** Text shown **
· · · ·

Families of Beirut port blast victims welcome call for international probe

Families of Beirut port blast victims welcome call for international probe
Family relatives holding up pictures of their beloved ones who were killed in the Aug. 4, 2020 Beirut port blast. Victims’ families have welcomed the condemnation of systematic interference in its investigation at a Geneva conference. (AFP/File)
Short Url
Updated 08 March 2023
Follow

Families of Beirut port blast victims welcome call for international probe

Families of Beirut port blast victims welcome call for international probe
  • The lawyer representing the victims’ families, Cecile Roukoz, told Arab News: “The statement is not bad, but it does not truly meet our expectations.”
  • Human Rights Council members — including European countries, Canada, and the UK — believe that the probe was stalled due to systematic obstruction, interference, intimidation and political deadlock

BEIRUT: The families of the victims of the Beirut port explosion have welcomed the condemnation of systematic interference in its investigation at a Geneva conference, where multiple countries called on Lebanon to abide by its international obligations.
In a joint statement issued on Tuesday by 38 countries at the 52nd session of the UN Human Rights Council in Geneva, the Australian envoy, on behalf of member countries, called for a “swift, independent, impartial, credible and transparent investigation” into the Aug. 4, 2020 blast.

· · · ·

Stored items
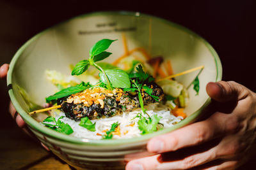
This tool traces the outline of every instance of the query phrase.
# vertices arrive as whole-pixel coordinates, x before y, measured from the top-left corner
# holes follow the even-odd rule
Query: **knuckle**
[[[184,159],[182,163],[182,167],[184,169],[191,168],[195,166],[196,166],[196,159],[193,156]]]

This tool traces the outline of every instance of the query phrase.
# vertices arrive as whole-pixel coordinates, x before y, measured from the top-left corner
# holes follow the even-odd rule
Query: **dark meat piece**
[[[158,101],[149,96],[145,92],[142,91],[143,103],[147,105],[150,103],[160,102],[164,98],[164,92],[162,89],[154,82],[145,85],[152,89],[152,95],[159,97]],[[129,94],[122,92],[122,96],[118,94],[113,96],[106,96],[103,99],[104,106],[100,104],[93,103],[90,106],[86,106],[83,103],[74,104],[74,102],[68,103],[66,98],[58,100],[58,104],[61,105],[61,110],[65,113],[66,117],[79,120],[81,118],[88,117],[90,119],[99,118],[103,116],[106,117],[113,117],[116,115],[120,110],[123,111],[131,111],[134,108],[140,107],[137,93]],[[118,98],[118,99],[117,99]]]

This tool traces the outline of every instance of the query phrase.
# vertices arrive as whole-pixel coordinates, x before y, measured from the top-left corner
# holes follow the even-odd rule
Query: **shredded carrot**
[[[165,63],[165,68],[167,70],[167,73],[168,74],[168,76],[173,74],[173,71],[172,69],[172,64],[171,64],[171,61],[170,60],[167,60],[167,62]]]
[[[125,131],[125,132],[124,132],[124,134],[125,135],[128,133],[128,131]]]
[[[135,125],[135,124],[134,124],[134,123],[132,123],[132,124],[130,124],[130,125],[126,125],[126,127],[128,127],[128,126],[133,127],[134,125]]]
[[[184,108],[179,108],[176,107],[172,110],[172,113],[175,117],[182,117],[183,118],[185,118],[187,117],[187,115],[184,113]]]
[[[116,129],[115,129],[115,132],[113,132],[113,134],[116,134],[119,136],[121,136],[121,131],[120,131],[120,125],[118,125]]]
[[[128,55],[129,54],[129,51],[128,51],[128,46],[127,46],[127,41],[126,40],[125,34],[122,34],[122,38],[123,39],[124,53],[125,55]]]

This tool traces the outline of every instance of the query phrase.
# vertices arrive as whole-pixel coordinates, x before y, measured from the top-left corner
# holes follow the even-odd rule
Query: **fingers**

· · · ·

** Aim 1 **
In the article on the Beirut port blast, how many countries issued the joint statement at the 52nd session of the UN Human Rights Council?
** Aim 2 **
Go on with the article on the Beirut port blast from its last sentence.
The stored items play no part in the work on the text.

** Written answer 1 **
38 countries issued the joint statement.

** Written answer 2 **
The lawyer representing the victims’ families, Cecile Roukoz, told Arab News: “The statement is not bad, but it does not truly meet our expectations. We aspired for an international fact-finding committee. But the statement is indeed important because it shows that countries are aware that there is a systematic obstruction to the investigation, and it includes a reminder of the rights of the victims. We will continue to demand the formation of a fact-finding committee.”
Human Rights Council members — including European countries, Canada, and the UK — believe that the probe was stalled due to systematic obstruction, interference, intimidation and political deadlock.
Volker Türk, UN high commissioner for human rights, said: “There is an urgent need for a serious investigation without political interference or further delay.”
Michèle Taylor, the permanent US representative to the council, stressed the need to conduct a rapid and transparent investigation, as “the lack of progress so far proves the need for judicial reform.”
Roukoz said: “The families have full confidence in Judge Tarek Bitar, the judicial investigator in charge of the probe. We respect the Lebanese judiciary, but the obstruction caused us to demand an international fact-finding committee that accompanies the work of the Lebanese judiciary through its reports.
“Lebanon is a signatory to treaties related to human rights, and individuals whose rights are violated can submit complaints directly to the committees supervising human rights treaties. The Human Rights Council voted in its session to consider the port explosion a crime against human rights and voted in favor of our right to live, and the Lebanese state has a duty to respect its obligations.”
Explaining the most recent obstructions, Roukoz said the public prosecutor has accused Bitar of usurping power, pointing out that these accusations are being investigated and the families are awaiting the results to see how to move forward with the case.
A judicial source told Arab News: “The formation of an international committee to assist the judicial investigator does not negate Bitar’s role. We have to wait until June to find out how things will turn out.”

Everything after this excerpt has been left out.